§ EXERCISE INPUTS

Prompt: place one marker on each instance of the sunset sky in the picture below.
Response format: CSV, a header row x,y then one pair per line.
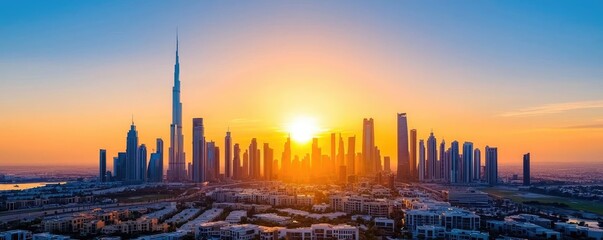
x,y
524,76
...
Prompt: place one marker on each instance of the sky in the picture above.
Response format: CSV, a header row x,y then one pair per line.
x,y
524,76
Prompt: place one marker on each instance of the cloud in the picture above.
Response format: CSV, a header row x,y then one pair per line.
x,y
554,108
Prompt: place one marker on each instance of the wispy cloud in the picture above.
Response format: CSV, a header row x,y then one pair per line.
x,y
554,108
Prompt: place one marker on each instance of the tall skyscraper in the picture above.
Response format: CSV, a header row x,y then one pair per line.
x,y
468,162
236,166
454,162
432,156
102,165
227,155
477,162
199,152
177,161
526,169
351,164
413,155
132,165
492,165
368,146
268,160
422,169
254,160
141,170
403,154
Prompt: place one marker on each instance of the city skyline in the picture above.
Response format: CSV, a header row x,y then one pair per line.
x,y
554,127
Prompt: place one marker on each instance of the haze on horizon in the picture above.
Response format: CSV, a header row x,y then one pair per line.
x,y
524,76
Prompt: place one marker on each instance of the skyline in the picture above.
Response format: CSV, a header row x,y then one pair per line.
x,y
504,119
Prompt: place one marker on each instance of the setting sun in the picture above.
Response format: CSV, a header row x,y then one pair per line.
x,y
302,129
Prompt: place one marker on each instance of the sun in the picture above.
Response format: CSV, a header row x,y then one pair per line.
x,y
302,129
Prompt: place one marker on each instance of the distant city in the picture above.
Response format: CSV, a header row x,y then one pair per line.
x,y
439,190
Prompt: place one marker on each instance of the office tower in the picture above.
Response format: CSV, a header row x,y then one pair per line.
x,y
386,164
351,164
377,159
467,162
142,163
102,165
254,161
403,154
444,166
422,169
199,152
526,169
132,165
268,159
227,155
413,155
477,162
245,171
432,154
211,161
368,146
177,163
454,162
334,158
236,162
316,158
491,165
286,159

§ EXERCISE BRIEF
In the entries above, one line contains "Prompt: place one marker on each instance of the cloud" and another contains "Prompt: place one marker on each instance of the office". Reproduce exactly those two lines and the lines between them, nothing else.

§ FINISHED EXERCISE
Prompt: place one marker on each instance of the cloud in the picture above.
Response format: CSV, a header row x,y then one pair per line.
x,y
554,108
Prompt: place one marker on each instance of the wispy cloud in the picture above.
Response format: CSV, a header row x,y then one pair per line.
x,y
554,108
Prompt: place one marker on each instance of the tall skyscraper in the picture above.
Response format: CSV, a header row x,y then one pair per line.
x,y
468,162
236,166
454,162
432,156
102,165
227,155
477,162
199,152
177,161
526,169
351,164
413,155
132,165
492,165
368,146
268,160
422,169
254,160
141,170
403,154
Prompt: place one marker on each instance of the city skyline in the picture above.
Response format: CSV, a header row x,y then one pair per line.
x,y
554,127
Prompt: place one marker on each instance of the haze on horizon in the picture above.
Response format: CSV, a header row x,y then one pair per line.
x,y
524,76
Prompt: place one marker on each instance of the skyline in the picture above.
Response format: CSV, a header row x,y then one pair per line.
x,y
504,119
Prompt: place one marker on each instance of the setting sun in the picture above.
Response format: CSV, a header row x,y then one pair per line.
x,y
302,129
Prompt: place one marker on each instance of the sun in the picture above.
Response format: CSV, a header row x,y then one pair per line.
x,y
302,129
Prompt: place one marker on each instance of the distant city in the picture above.
Response format: CSV, a header row x,y then one pair per line.
x,y
439,190
Prompt: place one marker on each instance of the office tower in the picture above.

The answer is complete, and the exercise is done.